> [Goal of the exercise]: Transcribe the lines below character for character, from the first one through the line that contains "(1056, 158)", including that line.

> [Stored data]:
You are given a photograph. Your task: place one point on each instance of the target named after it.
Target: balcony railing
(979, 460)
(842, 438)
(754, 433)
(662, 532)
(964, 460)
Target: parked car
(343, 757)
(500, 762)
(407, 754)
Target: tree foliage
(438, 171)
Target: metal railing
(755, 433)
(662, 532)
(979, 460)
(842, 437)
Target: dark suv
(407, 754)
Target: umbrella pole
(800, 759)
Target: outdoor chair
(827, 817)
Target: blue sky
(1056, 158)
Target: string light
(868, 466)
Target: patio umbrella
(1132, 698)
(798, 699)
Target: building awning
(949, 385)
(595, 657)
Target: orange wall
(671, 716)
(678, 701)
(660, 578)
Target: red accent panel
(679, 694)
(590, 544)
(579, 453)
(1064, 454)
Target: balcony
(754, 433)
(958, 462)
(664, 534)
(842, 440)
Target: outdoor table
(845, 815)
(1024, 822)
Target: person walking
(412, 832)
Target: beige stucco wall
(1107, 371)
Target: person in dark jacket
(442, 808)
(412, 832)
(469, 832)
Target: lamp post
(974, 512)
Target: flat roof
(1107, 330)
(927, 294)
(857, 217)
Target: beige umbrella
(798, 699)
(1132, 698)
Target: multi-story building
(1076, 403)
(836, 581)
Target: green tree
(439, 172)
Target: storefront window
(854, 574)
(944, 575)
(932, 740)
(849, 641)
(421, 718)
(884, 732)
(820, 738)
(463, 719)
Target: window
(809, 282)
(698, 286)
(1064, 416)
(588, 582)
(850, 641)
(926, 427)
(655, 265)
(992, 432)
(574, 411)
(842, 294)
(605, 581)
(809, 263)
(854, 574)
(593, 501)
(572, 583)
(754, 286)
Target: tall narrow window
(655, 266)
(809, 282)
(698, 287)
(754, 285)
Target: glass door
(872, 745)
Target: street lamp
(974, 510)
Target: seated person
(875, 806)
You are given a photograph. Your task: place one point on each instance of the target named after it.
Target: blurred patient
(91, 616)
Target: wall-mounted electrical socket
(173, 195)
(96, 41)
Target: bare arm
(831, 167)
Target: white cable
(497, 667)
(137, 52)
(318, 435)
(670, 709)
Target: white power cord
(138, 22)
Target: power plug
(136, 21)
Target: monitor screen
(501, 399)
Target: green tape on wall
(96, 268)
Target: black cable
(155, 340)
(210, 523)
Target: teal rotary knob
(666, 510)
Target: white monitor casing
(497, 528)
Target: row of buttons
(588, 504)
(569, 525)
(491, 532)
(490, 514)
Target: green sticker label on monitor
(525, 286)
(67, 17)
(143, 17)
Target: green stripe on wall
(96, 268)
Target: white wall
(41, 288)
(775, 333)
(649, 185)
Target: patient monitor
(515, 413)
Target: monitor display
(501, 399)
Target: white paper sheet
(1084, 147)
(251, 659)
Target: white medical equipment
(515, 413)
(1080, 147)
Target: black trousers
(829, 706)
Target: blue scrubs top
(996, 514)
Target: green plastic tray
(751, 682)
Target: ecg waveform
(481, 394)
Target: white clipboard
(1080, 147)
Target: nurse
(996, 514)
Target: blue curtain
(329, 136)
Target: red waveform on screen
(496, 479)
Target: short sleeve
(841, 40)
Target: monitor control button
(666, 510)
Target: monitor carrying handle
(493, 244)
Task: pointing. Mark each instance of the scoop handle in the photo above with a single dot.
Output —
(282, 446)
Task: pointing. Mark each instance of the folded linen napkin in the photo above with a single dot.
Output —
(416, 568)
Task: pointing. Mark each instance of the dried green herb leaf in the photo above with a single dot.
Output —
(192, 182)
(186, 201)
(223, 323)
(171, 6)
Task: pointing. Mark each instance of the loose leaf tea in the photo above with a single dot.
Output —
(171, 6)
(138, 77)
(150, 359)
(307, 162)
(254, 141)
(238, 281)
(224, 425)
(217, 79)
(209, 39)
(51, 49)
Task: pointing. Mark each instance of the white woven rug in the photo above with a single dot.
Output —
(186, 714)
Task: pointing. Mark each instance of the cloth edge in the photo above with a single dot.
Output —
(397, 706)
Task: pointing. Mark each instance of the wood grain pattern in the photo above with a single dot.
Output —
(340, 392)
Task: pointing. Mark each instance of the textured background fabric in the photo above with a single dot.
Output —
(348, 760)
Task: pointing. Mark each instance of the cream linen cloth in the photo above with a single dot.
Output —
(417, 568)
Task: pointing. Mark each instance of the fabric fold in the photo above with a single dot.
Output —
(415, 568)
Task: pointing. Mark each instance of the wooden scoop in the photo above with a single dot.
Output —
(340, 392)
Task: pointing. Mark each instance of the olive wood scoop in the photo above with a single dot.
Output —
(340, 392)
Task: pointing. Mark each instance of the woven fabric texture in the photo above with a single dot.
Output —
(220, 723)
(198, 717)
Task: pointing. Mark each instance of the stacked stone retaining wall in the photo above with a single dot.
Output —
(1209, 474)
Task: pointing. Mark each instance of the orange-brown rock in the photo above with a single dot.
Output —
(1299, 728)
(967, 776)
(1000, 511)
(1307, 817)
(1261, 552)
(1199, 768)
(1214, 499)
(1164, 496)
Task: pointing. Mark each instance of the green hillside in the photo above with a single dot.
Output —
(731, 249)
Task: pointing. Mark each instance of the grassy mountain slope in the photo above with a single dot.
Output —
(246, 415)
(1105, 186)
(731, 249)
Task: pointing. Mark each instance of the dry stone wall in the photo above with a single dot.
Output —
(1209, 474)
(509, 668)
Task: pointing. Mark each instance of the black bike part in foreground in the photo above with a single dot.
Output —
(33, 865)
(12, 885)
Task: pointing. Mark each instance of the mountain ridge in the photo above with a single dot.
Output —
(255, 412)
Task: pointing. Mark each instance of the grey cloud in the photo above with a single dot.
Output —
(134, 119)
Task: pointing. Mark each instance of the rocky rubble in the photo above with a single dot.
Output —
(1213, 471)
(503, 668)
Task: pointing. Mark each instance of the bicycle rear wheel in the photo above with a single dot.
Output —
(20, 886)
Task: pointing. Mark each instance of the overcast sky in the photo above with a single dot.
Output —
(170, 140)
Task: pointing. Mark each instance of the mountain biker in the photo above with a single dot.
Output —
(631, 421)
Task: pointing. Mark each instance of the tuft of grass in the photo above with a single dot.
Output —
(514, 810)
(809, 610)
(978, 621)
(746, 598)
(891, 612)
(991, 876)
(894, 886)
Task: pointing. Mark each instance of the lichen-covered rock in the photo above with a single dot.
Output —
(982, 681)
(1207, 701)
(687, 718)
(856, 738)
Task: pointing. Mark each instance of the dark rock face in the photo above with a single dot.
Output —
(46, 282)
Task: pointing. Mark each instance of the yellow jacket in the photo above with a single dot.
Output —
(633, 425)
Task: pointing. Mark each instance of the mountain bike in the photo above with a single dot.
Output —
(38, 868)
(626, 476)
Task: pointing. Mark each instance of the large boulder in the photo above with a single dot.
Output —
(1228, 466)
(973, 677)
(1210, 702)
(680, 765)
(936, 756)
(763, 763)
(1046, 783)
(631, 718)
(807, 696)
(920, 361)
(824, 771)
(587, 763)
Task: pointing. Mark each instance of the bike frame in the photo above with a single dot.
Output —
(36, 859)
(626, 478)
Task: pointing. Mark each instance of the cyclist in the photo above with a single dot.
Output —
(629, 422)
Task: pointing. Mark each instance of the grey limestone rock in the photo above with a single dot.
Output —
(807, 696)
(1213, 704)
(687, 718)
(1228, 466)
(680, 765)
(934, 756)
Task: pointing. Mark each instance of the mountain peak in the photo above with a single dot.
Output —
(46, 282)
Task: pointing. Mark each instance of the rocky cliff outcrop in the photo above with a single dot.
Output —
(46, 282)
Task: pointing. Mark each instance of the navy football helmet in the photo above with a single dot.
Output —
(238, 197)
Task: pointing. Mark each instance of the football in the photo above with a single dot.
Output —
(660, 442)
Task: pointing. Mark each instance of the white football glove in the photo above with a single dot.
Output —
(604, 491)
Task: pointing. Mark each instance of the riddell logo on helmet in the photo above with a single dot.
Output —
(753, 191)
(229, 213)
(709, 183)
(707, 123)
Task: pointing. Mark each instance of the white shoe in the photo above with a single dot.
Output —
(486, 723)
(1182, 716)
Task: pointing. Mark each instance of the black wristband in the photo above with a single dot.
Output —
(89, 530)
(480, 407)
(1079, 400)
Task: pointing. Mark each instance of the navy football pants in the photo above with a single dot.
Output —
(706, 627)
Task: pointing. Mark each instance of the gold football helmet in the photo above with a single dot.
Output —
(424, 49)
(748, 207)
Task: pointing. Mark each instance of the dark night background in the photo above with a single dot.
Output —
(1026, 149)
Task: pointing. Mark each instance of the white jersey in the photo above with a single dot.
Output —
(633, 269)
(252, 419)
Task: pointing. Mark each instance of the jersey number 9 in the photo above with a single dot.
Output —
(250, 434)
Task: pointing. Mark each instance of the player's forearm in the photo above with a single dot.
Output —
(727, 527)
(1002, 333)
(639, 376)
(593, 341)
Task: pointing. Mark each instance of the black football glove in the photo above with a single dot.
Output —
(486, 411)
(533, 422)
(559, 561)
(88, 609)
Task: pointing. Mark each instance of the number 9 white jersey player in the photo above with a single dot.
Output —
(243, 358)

> [Exercise response]:
You are given a photograph. Your task: place one point on each instance of the target named after it.
Target: balcony railing
(979, 460)
(842, 438)
(754, 433)
(662, 532)
(964, 460)
Target: parked car
(343, 757)
(500, 762)
(407, 754)
Target: tree foliage
(438, 171)
Target: metal railing
(755, 433)
(662, 532)
(979, 460)
(842, 437)
Target: dark suv
(407, 754)
Target: umbrella pole
(800, 759)
Target: outdoor chair
(827, 817)
Target: blue sky
(1056, 158)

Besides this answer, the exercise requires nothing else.